- _Problem requirements_:
Please rewrite all of the entries below, swapping every "pointer" for "locator" and changing nothing else. Leave the pictures out of your answer.

- _Data lines_:
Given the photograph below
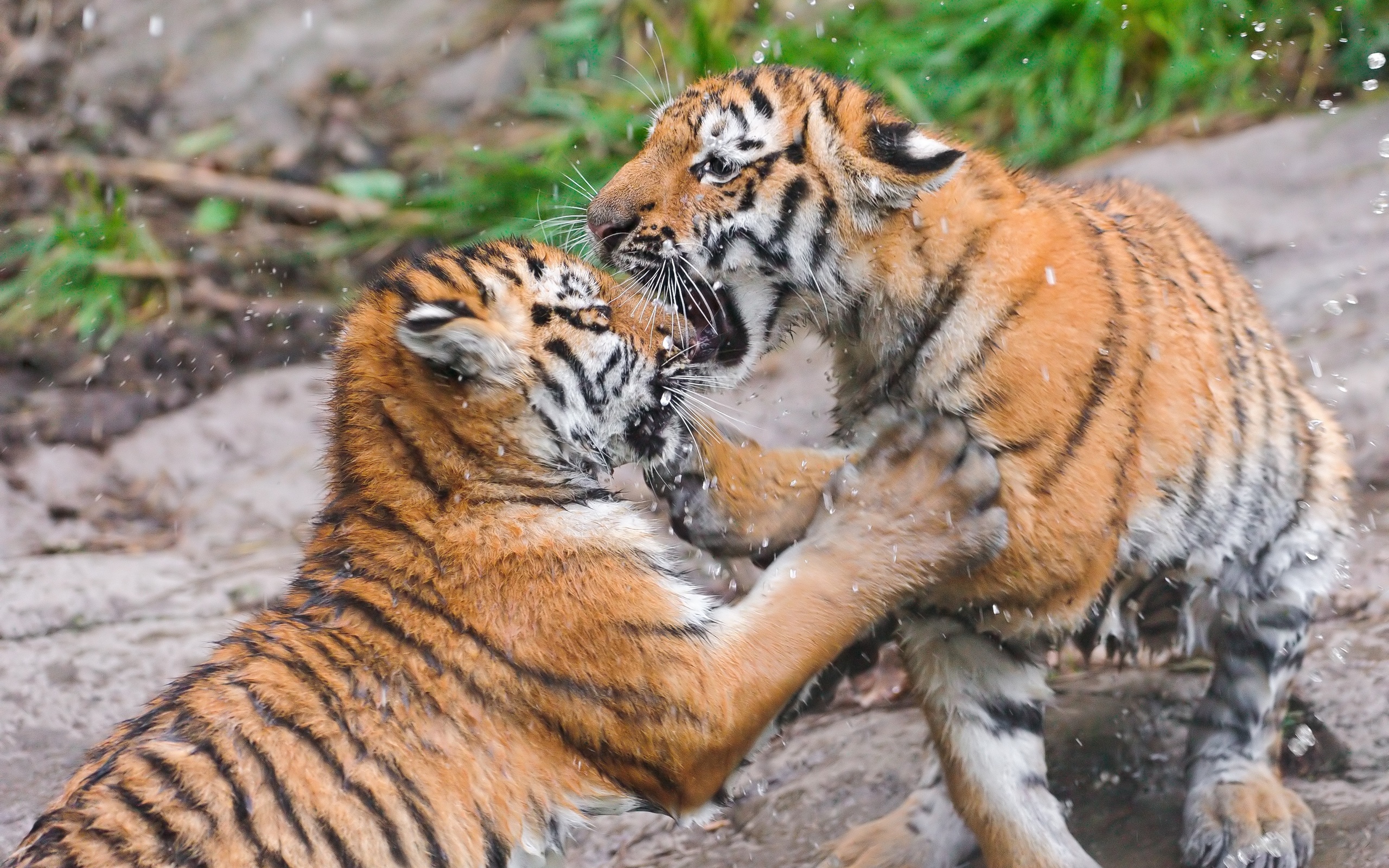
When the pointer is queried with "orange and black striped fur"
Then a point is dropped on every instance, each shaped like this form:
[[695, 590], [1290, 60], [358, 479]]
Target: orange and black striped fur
[[484, 646], [1162, 462]]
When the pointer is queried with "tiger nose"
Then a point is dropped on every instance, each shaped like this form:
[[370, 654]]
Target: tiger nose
[[610, 222]]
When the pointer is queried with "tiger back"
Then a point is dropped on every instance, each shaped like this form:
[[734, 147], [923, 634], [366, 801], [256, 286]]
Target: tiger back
[[484, 646], [1164, 470]]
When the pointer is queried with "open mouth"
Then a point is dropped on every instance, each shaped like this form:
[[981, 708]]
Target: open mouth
[[720, 335]]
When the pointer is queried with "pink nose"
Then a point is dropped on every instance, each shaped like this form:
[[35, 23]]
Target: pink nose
[[610, 226]]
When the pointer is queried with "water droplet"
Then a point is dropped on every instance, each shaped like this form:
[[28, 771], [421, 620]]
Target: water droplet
[[1302, 741]]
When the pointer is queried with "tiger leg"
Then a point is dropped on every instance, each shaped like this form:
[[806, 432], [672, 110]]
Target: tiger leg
[[923, 832], [984, 700], [1238, 812], [735, 499]]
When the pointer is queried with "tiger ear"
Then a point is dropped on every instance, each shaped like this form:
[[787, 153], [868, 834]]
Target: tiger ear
[[902, 163], [453, 341]]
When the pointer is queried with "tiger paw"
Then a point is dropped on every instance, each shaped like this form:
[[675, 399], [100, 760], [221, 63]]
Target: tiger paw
[[923, 495], [1252, 824], [923, 832]]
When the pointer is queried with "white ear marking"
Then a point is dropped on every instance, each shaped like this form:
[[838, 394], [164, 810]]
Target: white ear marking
[[466, 346]]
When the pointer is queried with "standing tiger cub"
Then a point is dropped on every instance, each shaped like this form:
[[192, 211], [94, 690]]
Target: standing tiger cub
[[1162, 463], [482, 645]]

- _The solution_:
Given the photograph below
When the locator is queried with "orange and black striped fur"
Then a point is dropped on every instance, each shaped like this form:
[[695, 590], [1290, 60], [358, 479]]
Target: orange and black striped fur
[[484, 646], [1162, 462]]
When the locator is queried with "tiger nose"
Then a point is dropped on every instance, each shaped like this form:
[[370, 654]]
Target: tiger nose
[[610, 222]]
When the locator is queried with "tiger back"
Then a point is dropped on every instance, each shaped like this form:
[[734, 147], [923, 634], [366, 801], [256, 286]]
Target: tiger back
[[484, 646], [1164, 470]]
When the locator is queried with "open mouth"
Then a point is dropped on every instance, each shaped like this form:
[[981, 708]]
Target: open mouth
[[720, 335]]
When the locator is queried with "pink nose"
Then a point is dropped on every instance, each shaped like this form:
[[35, 23]]
Target: pink nose
[[610, 226]]
When the locator is queried with "water droplet"
Then a point is dropped on every instance, each shaped like this form:
[[28, 771], [421, 620]]
Target: water droplet
[[1302, 741]]
When the locator is queried with "tiger leg"
Then a point is dropped on every instance, each shaped like this form:
[[806, 432], [672, 110]]
Target: tiger leg
[[923, 832], [984, 700], [1238, 812], [735, 499]]
When the locator is queried with "tiger ear"
Then a point is dropped on every instance, each shaped like this form:
[[787, 153], [868, 834]]
Target: tiger ear
[[902, 163], [453, 341]]
When the locator is queried with "tiger paw"
Then a point is dropped on every instance, each shaped like this form:
[[675, 399], [100, 760], [221, 63]]
Target: tiger paw
[[923, 495], [1252, 824], [923, 832]]
When the locator is queried with "white ear marking"
Then a point is dropped on every instance, each shaped like this form:
[[838, 394], [164, 810]]
Target: white ear marking
[[466, 346]]
When the locator is queried with "standing tiger cub"
Then a point is dropped on every instance, each shaped like this form:
[[192, 211], [94, 690]]
Target: standing tiger cub
[[1162, 463], [482, 645]]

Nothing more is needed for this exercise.